▶ [Things to do]:
1/ List the three things that the passage on hamstrings in sports says the hamstrings provide in any sport that depends on movement and strength.
2/ Write the next part of the passage on hamstrings in sports, picking up after its final sentence.

▶ [Source extract]:
_____

Any sport that depends on movement and strength uses the hamstrings to provide speed, quickness and power. Certain sports that involve sprinting and explosive power are more likely to engage the hamstring muscle, however.
The hamstring is located in the back of the thigh and running from the buttocks to just above the knee. They bend the knee joint and, in conjunction with the glutes, extend the hip.
While all runners depend on their hamstrings, a sprinter's success depends largely on the health and strength of the hamstring muscles. The hamstring is put to the test at the start of any sprint race because of the explosive strength that is needed to propel the runner out of the starting blocks. Then the athlete must accelerate and maintain that speed throughout the race. Sprinters build strength in their hamstring muscles with weight training and maintain flexibility through stretching exercises.
Football players need the ability to accelerate and reach top speed. They also often change directions quickly, jump high to catch passes and absorb powerful hits, throughout the course of a game. This means they're dependent on the health and viability of their hamstrings.
For a running back to have success, for example, he must accelerate past tacklers and get into the open field to make big plays. Former Detroit Lion Barry Sanders is recognized as one of the most dangerous running backs in football history because of his ability to break the big play. His overall leg strength allowed him to jump out of potential tackles and his powerful hamstrings gave him the ability to make long runs.

_____

▶ [Items stored from a collection]:
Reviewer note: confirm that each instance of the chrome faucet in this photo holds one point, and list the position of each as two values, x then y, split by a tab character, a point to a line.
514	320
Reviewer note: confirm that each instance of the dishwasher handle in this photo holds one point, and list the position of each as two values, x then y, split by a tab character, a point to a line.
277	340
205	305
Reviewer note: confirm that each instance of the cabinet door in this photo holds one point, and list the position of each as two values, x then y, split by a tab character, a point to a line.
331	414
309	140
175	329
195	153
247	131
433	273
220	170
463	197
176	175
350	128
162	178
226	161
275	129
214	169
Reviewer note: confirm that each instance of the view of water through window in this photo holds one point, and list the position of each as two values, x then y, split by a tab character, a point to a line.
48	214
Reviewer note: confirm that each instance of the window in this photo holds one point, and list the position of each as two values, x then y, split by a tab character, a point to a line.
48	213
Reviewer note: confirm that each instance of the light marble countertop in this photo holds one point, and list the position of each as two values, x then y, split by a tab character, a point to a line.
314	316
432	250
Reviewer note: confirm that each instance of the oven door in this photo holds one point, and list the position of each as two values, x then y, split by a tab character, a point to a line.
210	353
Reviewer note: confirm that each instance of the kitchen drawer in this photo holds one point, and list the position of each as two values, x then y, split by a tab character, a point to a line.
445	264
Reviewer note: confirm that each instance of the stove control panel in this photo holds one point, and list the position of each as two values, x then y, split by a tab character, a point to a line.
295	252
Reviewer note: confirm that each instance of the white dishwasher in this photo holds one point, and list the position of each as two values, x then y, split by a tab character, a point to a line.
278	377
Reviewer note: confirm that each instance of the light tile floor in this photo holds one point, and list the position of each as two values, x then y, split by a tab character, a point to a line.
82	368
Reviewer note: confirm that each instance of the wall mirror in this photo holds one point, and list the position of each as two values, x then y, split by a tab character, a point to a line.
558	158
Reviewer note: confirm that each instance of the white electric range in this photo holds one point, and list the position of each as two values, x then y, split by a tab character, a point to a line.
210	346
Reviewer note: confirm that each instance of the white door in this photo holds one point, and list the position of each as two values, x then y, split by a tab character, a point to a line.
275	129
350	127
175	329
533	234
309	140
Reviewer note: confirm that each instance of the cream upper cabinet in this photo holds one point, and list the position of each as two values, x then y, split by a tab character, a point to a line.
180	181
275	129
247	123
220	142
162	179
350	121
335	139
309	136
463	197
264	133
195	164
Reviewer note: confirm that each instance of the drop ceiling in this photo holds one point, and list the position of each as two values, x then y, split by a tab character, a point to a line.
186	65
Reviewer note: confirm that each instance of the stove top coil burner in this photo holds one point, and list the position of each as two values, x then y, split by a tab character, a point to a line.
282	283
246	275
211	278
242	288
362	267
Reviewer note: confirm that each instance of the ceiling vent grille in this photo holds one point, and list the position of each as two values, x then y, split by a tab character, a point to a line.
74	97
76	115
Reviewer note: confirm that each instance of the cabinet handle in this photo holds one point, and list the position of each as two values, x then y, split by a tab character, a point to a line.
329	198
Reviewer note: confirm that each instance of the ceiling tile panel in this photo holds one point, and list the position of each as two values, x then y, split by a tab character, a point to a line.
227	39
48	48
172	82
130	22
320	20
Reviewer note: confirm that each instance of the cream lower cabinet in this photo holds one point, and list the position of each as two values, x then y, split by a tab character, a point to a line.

_____

▶ [Answer set]:
1/ speed, quickness, power

2/
The freestyle stroke in swimming is dependent on the hamstring muscle with every kick. The hamstring muscle must be sufficiently warmed up when you get into the pool or you put yourself at risk for cramps or hamstring pulls.
Once you're warmed up and ready to train or race in an event, swimming itself helps to strengthen the hamstring muscle. Many athletes in other sports use swimming to help condition or strengthen hamstring muscles.
The explosive jumping that results in a basketball dunk, a blocked shot or coming up with a key rebound often is the result of hamstring strength. When basketball players leap off one foot, they are using an explosive movement powered by the hamstring.
However, when a basketball player uses the two-foot jump -- usually when the player is planted under the basket -- the quads, glutes and back muscles take over. A player must build strength and flexibility in the hamstrings when executing the one-foot jump that is so common when sprinting up the court toward the rim.